How to complete this task | Whenever a line below holds the word "brick", count it once; report the total and nothing else.

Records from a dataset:
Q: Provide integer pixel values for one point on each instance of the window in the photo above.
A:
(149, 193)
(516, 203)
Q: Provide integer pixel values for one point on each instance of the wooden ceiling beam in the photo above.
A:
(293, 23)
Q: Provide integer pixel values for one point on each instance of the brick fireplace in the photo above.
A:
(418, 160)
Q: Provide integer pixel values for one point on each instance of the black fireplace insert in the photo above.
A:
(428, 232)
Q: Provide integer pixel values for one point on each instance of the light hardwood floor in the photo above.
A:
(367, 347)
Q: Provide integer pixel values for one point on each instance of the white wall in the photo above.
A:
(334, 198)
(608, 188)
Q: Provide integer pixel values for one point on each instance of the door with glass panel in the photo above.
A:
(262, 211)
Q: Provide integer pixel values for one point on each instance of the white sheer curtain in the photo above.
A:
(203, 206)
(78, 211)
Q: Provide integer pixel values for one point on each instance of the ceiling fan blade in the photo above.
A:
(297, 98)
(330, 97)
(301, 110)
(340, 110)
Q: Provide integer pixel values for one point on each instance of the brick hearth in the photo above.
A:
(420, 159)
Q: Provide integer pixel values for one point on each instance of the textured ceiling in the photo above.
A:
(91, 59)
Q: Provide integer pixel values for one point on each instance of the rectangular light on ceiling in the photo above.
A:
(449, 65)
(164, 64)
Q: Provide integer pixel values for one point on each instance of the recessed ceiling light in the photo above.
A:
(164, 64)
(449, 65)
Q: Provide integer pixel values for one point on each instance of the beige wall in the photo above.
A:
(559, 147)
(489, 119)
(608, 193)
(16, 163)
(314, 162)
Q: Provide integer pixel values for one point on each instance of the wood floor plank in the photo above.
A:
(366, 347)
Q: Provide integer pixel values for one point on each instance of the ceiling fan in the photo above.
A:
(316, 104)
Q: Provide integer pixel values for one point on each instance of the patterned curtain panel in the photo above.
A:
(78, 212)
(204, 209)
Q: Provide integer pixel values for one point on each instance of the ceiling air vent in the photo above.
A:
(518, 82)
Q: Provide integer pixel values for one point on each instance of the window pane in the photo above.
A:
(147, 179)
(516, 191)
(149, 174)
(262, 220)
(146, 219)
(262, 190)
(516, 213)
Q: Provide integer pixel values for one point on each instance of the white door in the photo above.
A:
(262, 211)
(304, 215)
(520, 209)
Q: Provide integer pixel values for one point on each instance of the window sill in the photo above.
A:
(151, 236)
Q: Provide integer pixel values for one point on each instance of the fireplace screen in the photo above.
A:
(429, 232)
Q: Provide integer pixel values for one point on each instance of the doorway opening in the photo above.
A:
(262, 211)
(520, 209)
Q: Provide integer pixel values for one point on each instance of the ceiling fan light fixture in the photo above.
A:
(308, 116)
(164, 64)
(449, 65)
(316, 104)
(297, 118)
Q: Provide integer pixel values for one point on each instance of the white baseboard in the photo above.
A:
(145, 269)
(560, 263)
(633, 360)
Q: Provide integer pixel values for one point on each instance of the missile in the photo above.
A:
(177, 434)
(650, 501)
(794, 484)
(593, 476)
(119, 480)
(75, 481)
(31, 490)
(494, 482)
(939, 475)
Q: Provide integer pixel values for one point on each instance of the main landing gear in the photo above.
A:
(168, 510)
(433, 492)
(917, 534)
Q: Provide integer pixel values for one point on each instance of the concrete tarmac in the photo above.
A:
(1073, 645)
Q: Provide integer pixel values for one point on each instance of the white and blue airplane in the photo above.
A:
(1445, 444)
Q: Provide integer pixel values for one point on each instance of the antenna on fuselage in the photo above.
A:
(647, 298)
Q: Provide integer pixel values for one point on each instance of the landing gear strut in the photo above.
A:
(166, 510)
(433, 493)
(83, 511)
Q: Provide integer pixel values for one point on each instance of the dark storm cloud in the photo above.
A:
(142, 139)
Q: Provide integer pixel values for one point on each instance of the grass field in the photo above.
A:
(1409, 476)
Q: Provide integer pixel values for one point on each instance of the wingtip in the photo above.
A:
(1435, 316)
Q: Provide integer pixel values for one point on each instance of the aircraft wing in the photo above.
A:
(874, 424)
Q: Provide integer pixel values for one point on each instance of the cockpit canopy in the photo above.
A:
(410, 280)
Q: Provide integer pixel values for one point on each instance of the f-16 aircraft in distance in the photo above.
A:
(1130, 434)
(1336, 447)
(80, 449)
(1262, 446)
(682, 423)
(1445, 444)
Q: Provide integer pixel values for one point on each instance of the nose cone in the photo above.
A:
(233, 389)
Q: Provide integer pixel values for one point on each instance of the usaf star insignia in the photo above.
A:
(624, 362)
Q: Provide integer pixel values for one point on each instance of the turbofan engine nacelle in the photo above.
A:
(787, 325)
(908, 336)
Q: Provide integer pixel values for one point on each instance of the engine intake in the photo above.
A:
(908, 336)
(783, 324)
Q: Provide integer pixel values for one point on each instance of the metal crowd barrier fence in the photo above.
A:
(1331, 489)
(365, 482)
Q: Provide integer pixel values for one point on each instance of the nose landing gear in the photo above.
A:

Exercise output | 2